What is expected »
Retype exactly the lines that run from the line with "of the ball" to the final line of the entries, keeping both ends and nothing else.

Input »
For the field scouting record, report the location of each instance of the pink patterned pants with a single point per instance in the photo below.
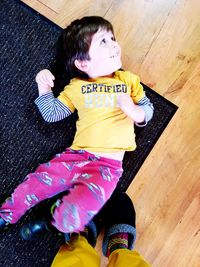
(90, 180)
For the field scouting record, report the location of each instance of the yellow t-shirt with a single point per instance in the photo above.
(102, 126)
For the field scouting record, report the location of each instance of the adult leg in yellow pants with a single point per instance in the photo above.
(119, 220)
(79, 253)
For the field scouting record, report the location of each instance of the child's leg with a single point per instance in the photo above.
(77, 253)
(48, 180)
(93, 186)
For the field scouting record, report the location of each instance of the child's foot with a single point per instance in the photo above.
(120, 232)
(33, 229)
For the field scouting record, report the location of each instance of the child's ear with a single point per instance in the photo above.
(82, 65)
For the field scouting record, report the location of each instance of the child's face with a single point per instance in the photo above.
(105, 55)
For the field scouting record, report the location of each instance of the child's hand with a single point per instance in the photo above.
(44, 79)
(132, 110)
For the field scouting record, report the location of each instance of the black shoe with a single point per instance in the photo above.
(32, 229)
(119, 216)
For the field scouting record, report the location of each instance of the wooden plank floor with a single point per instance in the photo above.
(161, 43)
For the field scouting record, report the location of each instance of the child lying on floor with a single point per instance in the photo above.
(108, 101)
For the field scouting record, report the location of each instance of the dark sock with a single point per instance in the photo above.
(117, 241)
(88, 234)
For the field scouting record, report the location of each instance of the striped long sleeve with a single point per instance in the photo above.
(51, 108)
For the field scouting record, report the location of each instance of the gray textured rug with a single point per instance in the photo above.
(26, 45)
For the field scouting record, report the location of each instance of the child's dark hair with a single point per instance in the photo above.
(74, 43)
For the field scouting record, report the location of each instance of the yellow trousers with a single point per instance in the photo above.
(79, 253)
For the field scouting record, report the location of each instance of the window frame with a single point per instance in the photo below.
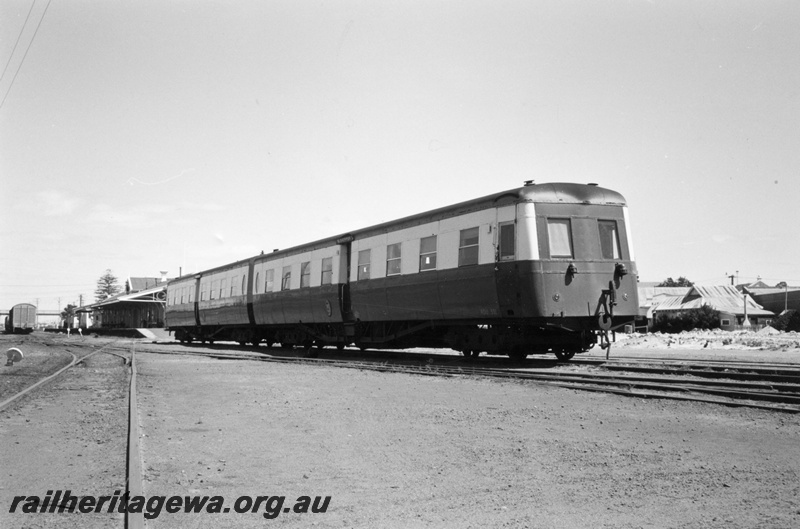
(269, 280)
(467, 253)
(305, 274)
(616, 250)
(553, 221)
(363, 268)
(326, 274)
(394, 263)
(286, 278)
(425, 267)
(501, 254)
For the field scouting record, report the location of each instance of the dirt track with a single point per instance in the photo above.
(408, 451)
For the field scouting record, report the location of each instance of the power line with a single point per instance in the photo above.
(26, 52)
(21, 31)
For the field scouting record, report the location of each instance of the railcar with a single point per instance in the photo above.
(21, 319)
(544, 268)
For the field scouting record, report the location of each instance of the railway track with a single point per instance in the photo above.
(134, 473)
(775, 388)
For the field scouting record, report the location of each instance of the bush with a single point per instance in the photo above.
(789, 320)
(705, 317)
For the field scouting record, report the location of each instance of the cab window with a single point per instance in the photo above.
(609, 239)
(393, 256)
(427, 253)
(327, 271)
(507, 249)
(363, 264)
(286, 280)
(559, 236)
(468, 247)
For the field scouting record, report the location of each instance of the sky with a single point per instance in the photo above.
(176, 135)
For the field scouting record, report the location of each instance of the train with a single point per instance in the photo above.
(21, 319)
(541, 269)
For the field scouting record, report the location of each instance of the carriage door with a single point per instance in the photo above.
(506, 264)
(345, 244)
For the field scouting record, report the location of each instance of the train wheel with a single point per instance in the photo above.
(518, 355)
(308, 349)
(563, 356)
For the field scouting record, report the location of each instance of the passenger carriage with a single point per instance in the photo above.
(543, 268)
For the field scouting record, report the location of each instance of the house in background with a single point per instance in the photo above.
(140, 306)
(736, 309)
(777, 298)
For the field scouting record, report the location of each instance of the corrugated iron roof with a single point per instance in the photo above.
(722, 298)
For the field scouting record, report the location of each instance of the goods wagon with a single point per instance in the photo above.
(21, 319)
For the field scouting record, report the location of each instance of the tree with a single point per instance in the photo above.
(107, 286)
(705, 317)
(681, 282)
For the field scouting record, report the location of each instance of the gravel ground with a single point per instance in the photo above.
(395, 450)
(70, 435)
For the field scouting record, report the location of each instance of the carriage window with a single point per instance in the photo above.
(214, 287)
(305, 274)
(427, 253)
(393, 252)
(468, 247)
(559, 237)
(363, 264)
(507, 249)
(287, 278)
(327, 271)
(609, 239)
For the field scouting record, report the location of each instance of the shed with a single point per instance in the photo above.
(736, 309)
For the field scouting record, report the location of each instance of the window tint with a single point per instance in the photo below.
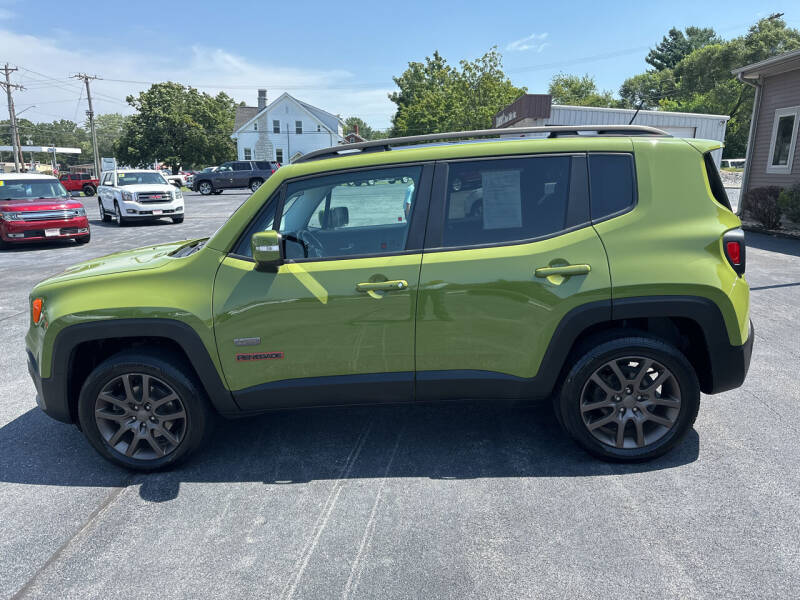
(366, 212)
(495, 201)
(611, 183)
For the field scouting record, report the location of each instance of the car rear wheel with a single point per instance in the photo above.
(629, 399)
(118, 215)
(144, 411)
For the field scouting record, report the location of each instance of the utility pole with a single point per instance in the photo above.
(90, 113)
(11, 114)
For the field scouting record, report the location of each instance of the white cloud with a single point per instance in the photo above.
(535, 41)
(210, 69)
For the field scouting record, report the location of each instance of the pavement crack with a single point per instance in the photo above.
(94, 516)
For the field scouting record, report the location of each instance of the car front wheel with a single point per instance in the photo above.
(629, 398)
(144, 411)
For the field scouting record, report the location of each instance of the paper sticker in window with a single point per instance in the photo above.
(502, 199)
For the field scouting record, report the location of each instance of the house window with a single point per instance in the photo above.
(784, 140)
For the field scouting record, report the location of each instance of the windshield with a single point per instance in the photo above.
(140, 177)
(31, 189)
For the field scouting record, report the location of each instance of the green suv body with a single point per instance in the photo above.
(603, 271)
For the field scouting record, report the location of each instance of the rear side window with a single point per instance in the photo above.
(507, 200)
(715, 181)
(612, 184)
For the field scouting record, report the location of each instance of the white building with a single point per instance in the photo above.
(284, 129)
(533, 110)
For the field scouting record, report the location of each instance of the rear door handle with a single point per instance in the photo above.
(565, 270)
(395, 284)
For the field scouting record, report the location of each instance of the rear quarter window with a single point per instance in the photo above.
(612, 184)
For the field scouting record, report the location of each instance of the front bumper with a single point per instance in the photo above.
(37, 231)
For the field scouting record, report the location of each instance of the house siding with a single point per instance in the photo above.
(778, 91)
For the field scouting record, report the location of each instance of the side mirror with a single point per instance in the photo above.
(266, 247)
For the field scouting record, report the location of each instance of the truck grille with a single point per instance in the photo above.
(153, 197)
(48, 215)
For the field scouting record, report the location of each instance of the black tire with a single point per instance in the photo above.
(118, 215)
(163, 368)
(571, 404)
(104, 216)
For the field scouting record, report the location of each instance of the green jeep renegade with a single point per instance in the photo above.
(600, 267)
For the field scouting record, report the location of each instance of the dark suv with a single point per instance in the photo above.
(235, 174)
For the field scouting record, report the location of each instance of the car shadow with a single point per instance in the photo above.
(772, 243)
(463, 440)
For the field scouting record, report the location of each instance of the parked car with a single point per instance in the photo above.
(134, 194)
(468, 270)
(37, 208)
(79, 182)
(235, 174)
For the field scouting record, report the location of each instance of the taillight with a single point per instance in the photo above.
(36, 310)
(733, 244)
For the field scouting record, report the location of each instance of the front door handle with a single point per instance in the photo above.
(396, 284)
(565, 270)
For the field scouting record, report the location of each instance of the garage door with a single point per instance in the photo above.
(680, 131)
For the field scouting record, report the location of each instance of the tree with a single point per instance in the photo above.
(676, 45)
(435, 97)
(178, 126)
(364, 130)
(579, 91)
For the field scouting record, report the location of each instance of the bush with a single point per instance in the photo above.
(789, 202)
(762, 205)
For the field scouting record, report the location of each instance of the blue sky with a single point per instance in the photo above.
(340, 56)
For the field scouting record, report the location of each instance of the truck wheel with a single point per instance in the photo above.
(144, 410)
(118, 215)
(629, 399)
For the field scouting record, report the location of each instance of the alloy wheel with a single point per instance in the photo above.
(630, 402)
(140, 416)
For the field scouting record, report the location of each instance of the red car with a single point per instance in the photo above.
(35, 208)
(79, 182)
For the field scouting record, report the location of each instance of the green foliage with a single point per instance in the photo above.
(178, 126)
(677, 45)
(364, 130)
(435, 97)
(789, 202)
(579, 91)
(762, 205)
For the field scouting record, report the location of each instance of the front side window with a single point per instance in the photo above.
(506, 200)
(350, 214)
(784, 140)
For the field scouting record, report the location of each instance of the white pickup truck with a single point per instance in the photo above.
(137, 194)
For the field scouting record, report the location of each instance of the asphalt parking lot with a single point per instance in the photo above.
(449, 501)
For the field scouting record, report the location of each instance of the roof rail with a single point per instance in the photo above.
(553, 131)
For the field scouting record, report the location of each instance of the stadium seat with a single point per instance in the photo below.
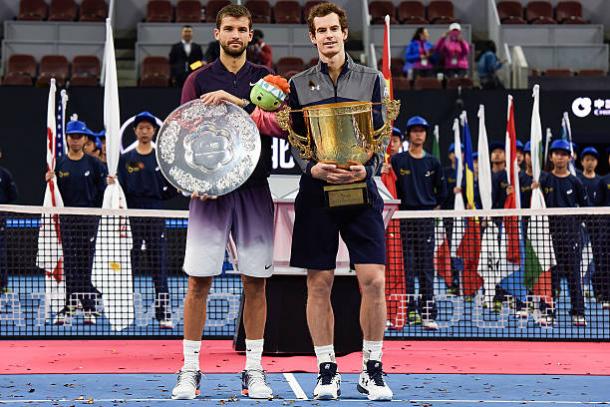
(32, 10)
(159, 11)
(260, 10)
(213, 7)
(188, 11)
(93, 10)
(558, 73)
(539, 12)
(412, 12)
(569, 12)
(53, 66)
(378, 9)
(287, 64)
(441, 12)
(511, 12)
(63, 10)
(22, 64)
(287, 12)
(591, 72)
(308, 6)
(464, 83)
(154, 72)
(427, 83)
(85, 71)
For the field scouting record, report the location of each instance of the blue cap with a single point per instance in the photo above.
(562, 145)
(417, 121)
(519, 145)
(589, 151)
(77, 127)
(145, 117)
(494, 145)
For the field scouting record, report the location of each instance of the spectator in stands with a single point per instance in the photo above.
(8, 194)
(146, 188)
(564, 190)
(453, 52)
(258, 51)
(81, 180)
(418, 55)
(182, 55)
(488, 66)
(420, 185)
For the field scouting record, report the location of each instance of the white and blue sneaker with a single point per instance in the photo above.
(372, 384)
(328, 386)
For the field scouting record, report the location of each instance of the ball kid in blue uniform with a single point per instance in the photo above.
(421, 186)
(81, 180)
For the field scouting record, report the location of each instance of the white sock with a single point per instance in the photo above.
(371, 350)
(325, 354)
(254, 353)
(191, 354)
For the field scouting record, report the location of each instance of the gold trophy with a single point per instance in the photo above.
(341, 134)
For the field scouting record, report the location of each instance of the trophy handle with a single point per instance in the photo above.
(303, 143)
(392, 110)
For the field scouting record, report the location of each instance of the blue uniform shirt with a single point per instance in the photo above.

Correct response »
For the field scouting record, report the location of each instance of the ball kid in blue uniform with a single point per instance in the photo above.
(421, 186)
(81, 180)
For the field scouting record, report the location of each instance of the white sock with a single point per instance in the photo above.
(371, 350)
(325, 354)
(254, 353)
(191, 354)
For the field scouting record, report the location of each instance of the gold trophy with a single point per instance in the photo above.
(341, 134)
For the field scouting record, report the location of each instance of the trophy handle with a single point per instance in the photo above.
(303, 143)
(392, 110)
For the field scouting record, report the location of each instance of the blue uniform shirt with a single point per instance in the photo above.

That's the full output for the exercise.